INSTRUCTIONS FOR THE TASK
Rewrite the part of the entries that opens with the line containing "tag the dark fireplace opening" and closes with the line containing "<point>58,1036</point>", replacing "pin" with "marker" and keeping everything else the same. Leave the picture out of your answer.

--- START OF TASK DATA ---

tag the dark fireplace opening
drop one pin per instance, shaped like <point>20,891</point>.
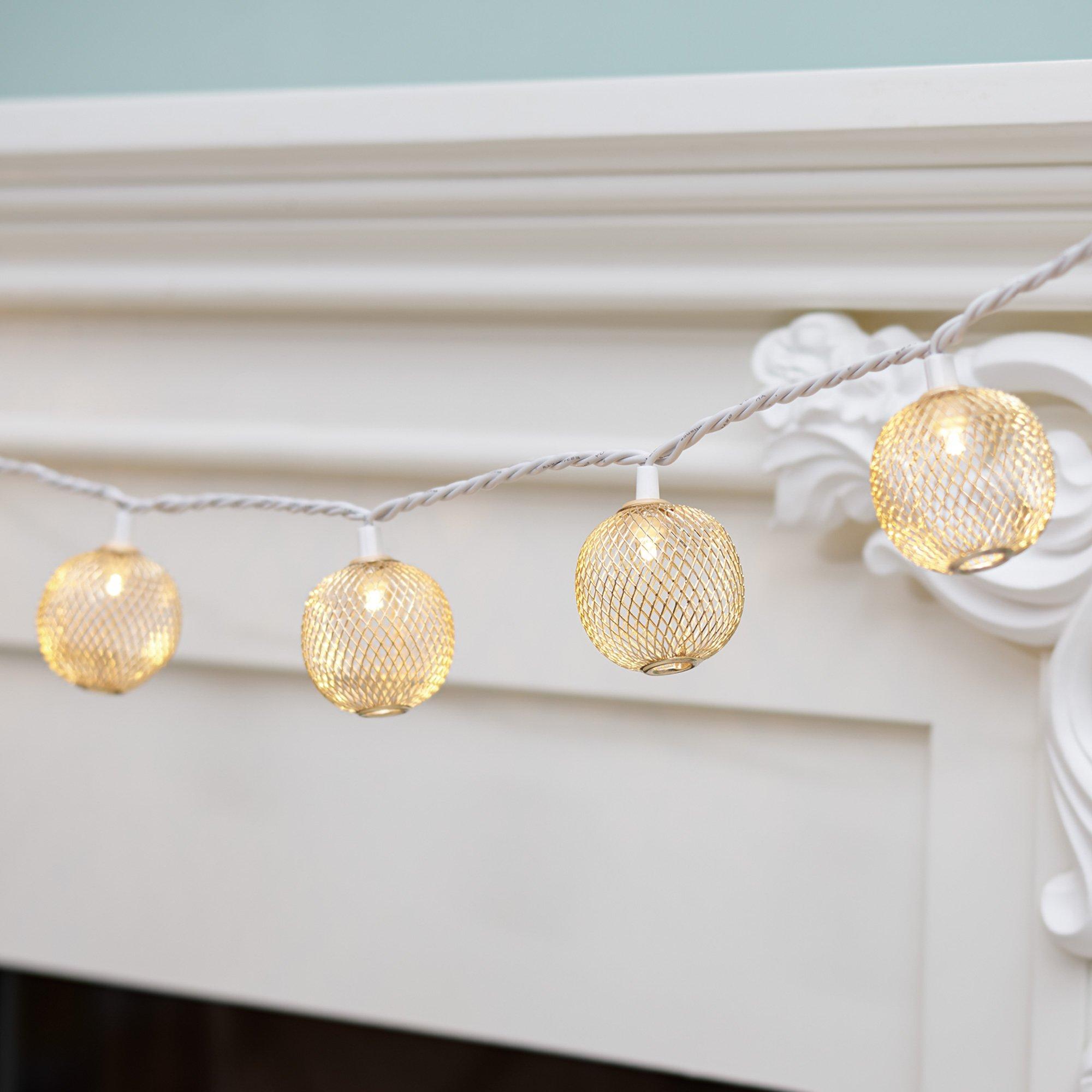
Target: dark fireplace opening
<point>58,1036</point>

--- END OF TASK DATA ---
--- START OF TASK DATA ---

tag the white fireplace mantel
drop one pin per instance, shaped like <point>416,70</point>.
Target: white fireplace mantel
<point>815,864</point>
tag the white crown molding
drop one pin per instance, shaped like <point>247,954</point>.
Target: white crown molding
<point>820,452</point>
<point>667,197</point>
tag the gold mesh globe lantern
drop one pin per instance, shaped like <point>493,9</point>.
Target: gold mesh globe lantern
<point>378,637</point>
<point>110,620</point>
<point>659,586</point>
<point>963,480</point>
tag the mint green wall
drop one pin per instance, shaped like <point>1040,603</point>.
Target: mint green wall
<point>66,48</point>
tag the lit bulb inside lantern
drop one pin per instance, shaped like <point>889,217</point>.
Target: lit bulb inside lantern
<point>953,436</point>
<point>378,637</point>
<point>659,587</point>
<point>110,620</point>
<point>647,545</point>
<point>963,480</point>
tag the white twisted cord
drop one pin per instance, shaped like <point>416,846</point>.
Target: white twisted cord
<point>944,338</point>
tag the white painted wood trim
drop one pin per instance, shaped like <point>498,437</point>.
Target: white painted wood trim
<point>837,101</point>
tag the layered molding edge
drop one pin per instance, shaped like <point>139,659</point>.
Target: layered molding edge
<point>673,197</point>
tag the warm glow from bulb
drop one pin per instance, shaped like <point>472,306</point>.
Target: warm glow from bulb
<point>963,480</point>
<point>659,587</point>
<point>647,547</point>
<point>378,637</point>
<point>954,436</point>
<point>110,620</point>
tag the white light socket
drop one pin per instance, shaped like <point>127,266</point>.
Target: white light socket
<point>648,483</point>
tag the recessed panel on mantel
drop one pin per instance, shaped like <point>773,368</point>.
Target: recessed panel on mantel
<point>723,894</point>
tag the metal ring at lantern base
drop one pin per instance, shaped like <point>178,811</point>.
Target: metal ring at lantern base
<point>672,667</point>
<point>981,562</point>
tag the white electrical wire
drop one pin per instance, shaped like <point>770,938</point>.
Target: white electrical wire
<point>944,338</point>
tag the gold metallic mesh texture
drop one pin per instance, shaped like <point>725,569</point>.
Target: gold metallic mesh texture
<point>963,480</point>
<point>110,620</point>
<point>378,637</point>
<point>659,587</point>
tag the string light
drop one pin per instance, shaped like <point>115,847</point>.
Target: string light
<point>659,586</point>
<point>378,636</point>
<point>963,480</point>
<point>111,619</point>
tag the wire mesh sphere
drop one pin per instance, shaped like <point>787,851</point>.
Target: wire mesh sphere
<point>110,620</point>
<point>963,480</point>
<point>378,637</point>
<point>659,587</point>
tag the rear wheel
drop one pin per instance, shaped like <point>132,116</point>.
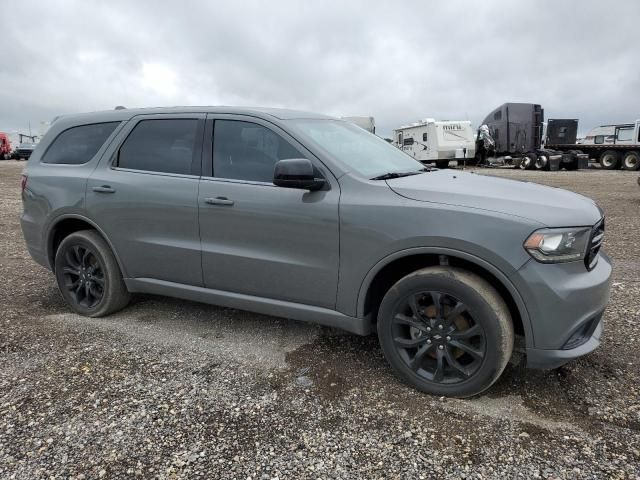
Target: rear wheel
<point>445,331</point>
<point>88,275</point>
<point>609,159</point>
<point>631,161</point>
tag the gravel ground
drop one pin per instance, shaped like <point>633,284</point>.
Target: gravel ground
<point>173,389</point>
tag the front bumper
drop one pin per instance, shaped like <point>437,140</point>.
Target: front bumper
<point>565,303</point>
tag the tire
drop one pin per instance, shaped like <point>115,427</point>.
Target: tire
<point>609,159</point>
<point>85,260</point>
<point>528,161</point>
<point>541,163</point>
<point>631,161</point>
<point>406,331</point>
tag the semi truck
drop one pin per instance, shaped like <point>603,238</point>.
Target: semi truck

--- END OF TASK DATA ---
--- START OF TASK DATA ---

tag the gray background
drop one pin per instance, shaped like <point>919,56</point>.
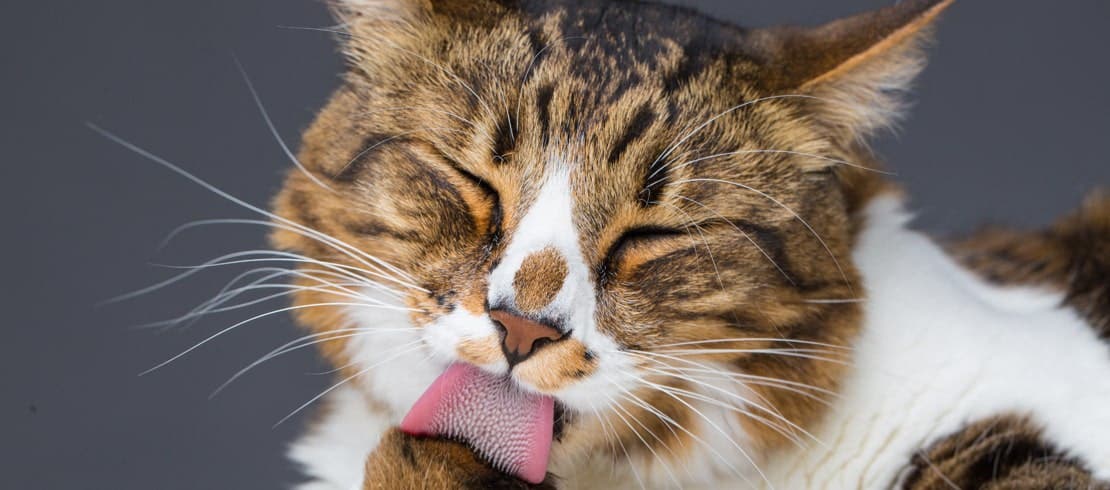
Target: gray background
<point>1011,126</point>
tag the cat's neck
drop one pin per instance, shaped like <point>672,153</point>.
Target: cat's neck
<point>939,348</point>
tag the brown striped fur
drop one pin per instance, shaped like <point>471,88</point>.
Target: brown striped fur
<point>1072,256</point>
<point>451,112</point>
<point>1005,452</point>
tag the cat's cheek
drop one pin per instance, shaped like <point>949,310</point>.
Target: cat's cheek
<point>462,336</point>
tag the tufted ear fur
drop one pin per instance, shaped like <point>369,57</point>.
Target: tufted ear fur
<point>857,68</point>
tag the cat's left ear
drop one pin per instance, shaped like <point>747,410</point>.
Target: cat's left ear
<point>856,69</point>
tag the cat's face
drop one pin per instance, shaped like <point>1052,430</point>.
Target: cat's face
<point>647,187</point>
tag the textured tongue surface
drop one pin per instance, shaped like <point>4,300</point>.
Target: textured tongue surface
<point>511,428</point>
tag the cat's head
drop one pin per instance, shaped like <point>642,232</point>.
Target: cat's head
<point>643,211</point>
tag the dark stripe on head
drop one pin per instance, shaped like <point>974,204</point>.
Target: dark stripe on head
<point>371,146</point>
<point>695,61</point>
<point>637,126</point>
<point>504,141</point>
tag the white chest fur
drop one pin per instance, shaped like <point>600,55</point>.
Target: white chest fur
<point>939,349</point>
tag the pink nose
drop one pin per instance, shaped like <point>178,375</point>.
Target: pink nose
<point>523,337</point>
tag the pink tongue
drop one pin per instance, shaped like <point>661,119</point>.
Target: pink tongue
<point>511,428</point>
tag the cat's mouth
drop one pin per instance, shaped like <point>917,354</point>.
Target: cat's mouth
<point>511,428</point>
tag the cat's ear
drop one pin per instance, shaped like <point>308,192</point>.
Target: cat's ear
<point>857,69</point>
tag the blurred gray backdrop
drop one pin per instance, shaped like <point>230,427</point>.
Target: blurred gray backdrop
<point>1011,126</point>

--- END OF TASK DATA ---

ANSWER TO THE TASK
tag the dark fireplace opening
drop one marker per instance, shaped like <point>20,891</point>.
Target: dark fireplace opening
<point>58,1036</point>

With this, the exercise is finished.